══ EXTRACT

Relay-Version: version B 2.10 5/3/83; site utzoo.UUCP
Path: utzoo!mnetor!uunet!husc6!cmcl2!rutgers!sunybcs!boulder!hao!noao!mcdsun!nud!rover!mph
From: mph@rover.UUCP (Mark Huth)
Newsgroups: comp.sys.atari.st,comp.sys.misc,comp.sys.amiga
Subject: Re: Weighty instructions
Message-ID: <557@rover.UUCP>
Date: Thu, 15-Oct-87 12:36:18 EDT
Article-I.D.: rover.557
Posted: Thu Oct 15 12:36:18 1987
Date-Received: Sat, 17-Oct-87 11:12:30 EDT
References: <1138@water.waterloo.edu> <2452@cbmvax.UUCP> <7422@e.ms.uky.edu> <90@piring.cwi.nl>
Reply-To: mph@rover.UUCP (Mark Huth)
Organization: Motorola Microcomputer Division, Tempe, Az.
Lines: 69
Xref: mnetor comp.sys.atari.st:5708 comp.sys.misc:933 comp.sys.amiga:9477

In article <90@piring.cwi.nl> steven@cwi.nl (Steven Pemberton) writes:
>
>Well, surely this is the purpose of the Dhrystone benchmark. Of
>course, the quality of the compiler distorts the figure, but at least

It seems to me that if one programs in C, then the C compiler is part
of the environment.  The fact that the compiler distorts the raw
machine power to some extent is true, but unless you are an assembly
guru (not just think that you are, since the CISC machines are quite
complex and have timings that are no longer obvious due to caches and
pipelines) you cannot generate code to fully utilize a giver
archetecture'r power.  Therefore, the high-level language benchmarks
are very useful.

We are able to improve the Dhrystone ratings of our systems by as much
as 33% by improving the compiler.  This is real good news, as all
programs get some considerable performance gain by recompilation as
better compilers become available.

A couple of comments about RISC - 

Usually RISC is indicative of a design philosophy which uses little or
no microcode.  Most instructions are 2 or 3 address register to
register instructions, with memory accesses limited to a few simple
addressing modes of a load or store instruction.  The simple
instructions allow them to be organized to require the same length
pipeline.  Often pipline interlocks are left for the compiler to worry
about.  As a result, once the pipe is full, RISC will complete one
instruction per clock.  Normally, the instruction after a branch is
executed whether the branch is take or not, leading to a significant
performance improvement (by keeping the pipe full) provided the
compiler can find a useful instruction to execute regardless of
whether the branch is taken or not.  This appears to be possible about
90% of the time.  The other 10% is a nop - which is no loss, as the
pipe would have otherwise been disrupted anyway.

════
══ DATA LINES

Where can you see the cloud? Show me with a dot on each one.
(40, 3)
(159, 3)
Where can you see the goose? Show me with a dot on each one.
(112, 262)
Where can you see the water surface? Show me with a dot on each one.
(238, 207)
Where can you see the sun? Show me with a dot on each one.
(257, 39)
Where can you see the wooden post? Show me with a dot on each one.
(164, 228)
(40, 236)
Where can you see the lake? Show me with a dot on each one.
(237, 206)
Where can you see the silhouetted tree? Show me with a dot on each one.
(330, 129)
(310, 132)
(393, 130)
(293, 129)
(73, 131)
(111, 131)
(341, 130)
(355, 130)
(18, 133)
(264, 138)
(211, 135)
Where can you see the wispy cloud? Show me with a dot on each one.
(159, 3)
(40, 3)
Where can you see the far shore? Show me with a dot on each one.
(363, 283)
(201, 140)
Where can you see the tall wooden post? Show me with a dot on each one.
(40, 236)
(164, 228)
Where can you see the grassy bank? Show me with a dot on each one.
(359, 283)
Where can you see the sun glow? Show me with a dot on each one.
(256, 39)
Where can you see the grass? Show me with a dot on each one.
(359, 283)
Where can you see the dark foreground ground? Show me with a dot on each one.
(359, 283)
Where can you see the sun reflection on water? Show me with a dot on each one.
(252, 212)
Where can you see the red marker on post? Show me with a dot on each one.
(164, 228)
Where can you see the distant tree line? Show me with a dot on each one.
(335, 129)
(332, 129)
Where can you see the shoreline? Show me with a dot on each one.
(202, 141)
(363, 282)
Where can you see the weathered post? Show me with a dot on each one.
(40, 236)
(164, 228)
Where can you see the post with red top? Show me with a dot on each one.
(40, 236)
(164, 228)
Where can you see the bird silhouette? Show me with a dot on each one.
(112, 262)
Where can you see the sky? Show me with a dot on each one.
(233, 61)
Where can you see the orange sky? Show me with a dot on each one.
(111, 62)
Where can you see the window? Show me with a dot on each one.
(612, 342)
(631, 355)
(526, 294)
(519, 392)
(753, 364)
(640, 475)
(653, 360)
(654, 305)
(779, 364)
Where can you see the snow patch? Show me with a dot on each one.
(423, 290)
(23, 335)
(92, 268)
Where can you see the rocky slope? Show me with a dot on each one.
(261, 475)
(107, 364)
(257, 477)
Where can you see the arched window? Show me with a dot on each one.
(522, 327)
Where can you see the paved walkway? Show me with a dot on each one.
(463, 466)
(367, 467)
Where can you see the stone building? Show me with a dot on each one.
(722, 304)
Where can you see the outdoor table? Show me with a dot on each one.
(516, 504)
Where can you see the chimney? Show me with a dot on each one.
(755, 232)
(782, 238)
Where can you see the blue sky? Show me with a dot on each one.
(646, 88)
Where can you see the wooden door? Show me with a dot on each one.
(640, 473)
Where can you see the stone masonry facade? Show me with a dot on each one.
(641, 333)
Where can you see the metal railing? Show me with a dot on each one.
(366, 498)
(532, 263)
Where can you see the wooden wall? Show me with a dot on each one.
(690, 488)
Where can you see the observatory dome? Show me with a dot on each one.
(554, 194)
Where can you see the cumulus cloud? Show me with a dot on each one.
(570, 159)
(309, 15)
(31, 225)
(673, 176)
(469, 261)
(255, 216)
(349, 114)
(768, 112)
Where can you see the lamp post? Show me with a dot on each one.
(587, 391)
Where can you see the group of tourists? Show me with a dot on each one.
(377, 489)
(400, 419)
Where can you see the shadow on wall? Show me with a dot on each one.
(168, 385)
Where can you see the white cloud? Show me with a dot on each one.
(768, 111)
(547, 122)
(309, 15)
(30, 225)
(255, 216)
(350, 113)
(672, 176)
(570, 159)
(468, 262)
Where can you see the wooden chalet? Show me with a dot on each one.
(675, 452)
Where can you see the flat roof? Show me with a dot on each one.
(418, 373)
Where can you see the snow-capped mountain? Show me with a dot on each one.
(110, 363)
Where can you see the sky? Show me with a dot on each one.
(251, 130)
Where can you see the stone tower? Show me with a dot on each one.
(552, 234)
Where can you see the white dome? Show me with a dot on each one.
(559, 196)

════
══ DATA LINES

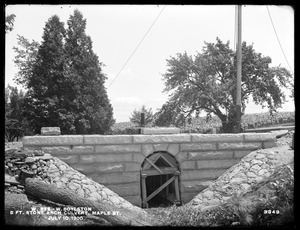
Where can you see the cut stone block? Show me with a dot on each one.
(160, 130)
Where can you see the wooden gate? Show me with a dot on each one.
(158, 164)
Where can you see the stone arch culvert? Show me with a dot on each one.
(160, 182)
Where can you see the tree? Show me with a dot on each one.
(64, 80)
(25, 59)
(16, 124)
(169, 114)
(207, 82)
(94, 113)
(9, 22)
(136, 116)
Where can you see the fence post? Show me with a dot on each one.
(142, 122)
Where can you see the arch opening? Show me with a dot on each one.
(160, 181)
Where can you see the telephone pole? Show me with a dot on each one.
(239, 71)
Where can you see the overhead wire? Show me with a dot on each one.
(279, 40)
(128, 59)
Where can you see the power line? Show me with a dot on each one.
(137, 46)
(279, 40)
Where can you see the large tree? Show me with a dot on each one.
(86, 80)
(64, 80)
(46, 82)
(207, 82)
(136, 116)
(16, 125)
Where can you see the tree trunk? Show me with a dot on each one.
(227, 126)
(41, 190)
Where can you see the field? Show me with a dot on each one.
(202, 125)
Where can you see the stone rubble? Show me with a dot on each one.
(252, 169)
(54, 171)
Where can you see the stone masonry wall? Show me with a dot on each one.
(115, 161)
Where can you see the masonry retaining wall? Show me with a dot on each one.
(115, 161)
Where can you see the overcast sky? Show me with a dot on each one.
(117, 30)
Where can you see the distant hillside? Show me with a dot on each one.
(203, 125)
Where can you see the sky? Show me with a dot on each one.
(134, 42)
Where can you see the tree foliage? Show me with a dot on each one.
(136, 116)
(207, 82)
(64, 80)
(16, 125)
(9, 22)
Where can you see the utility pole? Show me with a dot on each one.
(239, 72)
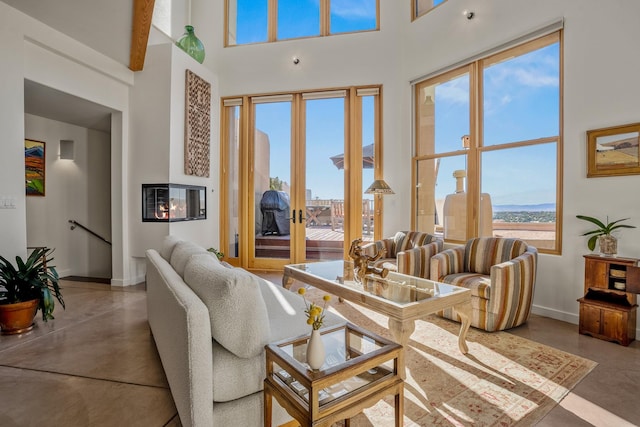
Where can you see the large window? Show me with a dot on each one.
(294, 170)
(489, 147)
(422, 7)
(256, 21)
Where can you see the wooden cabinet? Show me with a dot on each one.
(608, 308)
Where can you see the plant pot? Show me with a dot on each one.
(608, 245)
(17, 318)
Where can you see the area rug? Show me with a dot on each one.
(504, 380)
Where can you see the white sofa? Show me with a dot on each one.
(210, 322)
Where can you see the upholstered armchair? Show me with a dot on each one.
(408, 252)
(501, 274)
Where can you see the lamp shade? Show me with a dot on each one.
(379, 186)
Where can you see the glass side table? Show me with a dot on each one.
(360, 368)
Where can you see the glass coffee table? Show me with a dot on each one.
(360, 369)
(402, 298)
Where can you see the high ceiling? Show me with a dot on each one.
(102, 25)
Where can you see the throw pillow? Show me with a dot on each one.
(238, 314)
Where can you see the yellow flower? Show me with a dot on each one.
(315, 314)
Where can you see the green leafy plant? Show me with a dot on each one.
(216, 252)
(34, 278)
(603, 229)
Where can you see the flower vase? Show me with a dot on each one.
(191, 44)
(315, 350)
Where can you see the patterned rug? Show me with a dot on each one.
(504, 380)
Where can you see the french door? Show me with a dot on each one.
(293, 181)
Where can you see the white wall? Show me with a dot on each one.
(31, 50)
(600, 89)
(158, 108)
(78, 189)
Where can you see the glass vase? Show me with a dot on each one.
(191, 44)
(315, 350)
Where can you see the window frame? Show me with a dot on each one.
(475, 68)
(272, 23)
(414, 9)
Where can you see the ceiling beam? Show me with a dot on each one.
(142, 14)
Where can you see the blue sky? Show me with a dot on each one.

════

[YOUR OBJECTIVE] Resume the Usenet post on the Dhrystone benchmark and RISC design, carrying it on after its final sentence.

[RESPONSE BELOW]
It is argued that the simpler instruction sets allow the compiler a
better shot at optimization during code generation than trying to find
exactly the right CISC instruction for a particular purpose.  In
essence, the compiler works at a level similar to the microcode level
of a CISC architecture.  Complex addressing modes are generated by
multiple simple instructions.

For example, the compiler generates MOVE.L ([ptr],offset),D0 to load a
value given by the c statements

register int D0;
struct TMP *ptr;

D0 = ptr -> offset;

while the RISC machine might need to do

LOAD #ptr,R20       Load immediate (use value from instruction stream)
LOAD (R20),R24      Load indirect (use address in) R20
LOAD #offset,R21
ADD R20,R21,R22     Add R20 and R21, leaving value in R22
LOAD (R22),R0       Now get actual value (previous stuff was address)

Of course, due to the (normally) large register set of the RISC
machine, the constants and variables may already be in the registers,
considerably reducing the number of instructions needed.  The compiler
is supposed to make this choice.

Of course, since RISC often requires more instructions to accomplish
its task, it is common to find RISC machines belonging to the Harvard
class (separate instruction and data memory streams).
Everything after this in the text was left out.